• **Passage**:
┄┄┄┄┄┄┄┄┄┄┄┄┄┄┄┄┄┄┄┄
When Nobel Prize laureate Prof Wangari Maathai visited the United States a few years ago she met a corporate group that said it planned to plant a million trees.

Prof Wangari supported the idea but her vision for tree planting was beyond the horizon, having herself steered the Kenya Green Belt Movement to plant more than 30 million trees since 1977.

She had thus told the group that it would be better if they targeted to plant a billion trees given the state of deforestation in the world and the need to rehabilitate the environment in order to combat global warming and climate change.

It is from this vision of Prof Wangari that the United Nations Environmental Programme (UNEP) came up with the Plant for the Planet: Billion Tree Campaign which is now in its third month. The campaign aims to plant a minimum one billion trees this year.

Yet even before the UNEP campaign was launched last November, there have been many tree planting activities the world over as individuals, schools and institutions, private sector organizations, and local authorities implemented their own plans to plant trees.
┄┄┄┄┄┄┄┄┄┄┄┄┄┄┄┄┄┄┄┄
• **Records provided**:
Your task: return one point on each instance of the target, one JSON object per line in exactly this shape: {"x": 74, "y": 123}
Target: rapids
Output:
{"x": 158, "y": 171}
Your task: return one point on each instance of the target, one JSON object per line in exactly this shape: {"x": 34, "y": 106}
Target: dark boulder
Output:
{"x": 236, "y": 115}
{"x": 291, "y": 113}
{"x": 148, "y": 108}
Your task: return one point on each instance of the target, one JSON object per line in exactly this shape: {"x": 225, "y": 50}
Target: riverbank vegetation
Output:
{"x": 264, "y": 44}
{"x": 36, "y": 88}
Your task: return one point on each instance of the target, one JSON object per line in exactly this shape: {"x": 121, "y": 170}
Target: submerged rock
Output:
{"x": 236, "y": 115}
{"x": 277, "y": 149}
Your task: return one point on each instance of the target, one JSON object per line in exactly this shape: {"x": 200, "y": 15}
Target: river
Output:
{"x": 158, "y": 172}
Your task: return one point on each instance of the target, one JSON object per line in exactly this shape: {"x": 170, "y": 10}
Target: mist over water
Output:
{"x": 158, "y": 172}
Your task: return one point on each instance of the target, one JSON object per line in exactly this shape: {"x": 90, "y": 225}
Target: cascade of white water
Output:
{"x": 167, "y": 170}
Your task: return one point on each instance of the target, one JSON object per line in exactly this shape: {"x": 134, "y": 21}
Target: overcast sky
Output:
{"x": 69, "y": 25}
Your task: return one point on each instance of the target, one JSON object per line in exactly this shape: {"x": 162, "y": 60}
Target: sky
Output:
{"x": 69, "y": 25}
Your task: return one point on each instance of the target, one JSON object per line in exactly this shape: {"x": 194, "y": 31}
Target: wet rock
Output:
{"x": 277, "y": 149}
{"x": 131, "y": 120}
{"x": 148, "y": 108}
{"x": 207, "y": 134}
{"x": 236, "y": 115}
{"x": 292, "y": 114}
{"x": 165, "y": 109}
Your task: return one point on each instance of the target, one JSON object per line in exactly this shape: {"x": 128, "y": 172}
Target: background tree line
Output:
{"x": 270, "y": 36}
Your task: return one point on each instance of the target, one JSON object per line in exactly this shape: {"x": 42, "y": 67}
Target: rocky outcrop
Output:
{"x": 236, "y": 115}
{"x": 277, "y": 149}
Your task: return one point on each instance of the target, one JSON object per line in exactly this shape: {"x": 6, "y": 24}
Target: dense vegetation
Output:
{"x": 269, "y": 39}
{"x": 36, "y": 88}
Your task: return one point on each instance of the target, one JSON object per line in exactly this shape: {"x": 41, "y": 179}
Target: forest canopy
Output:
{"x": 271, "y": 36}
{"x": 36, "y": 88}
┄┄┄┄┄┄┄┄┄┄┄┄┄┄┄┄┄┄┄┄
• **Stated problem**:
Answer these questions from the passage on the Billion Tree Campaign:
(a) How many trees did the corporate group Prof Wangari Maathai met in the United States plan to plant?
(b) How many trees had the Kenya Green Belt Movement planted since 1977?
(c) What minimum number of trees does the UNEP campaign aim to plant this year?
The entries are drawn from a separate source, unrelated to the passage on the Billion Tree Campaign.

• **Reply to the exercise**:
(a) A million trees.
(b) More than 30 million trees.
(c) One billion trees.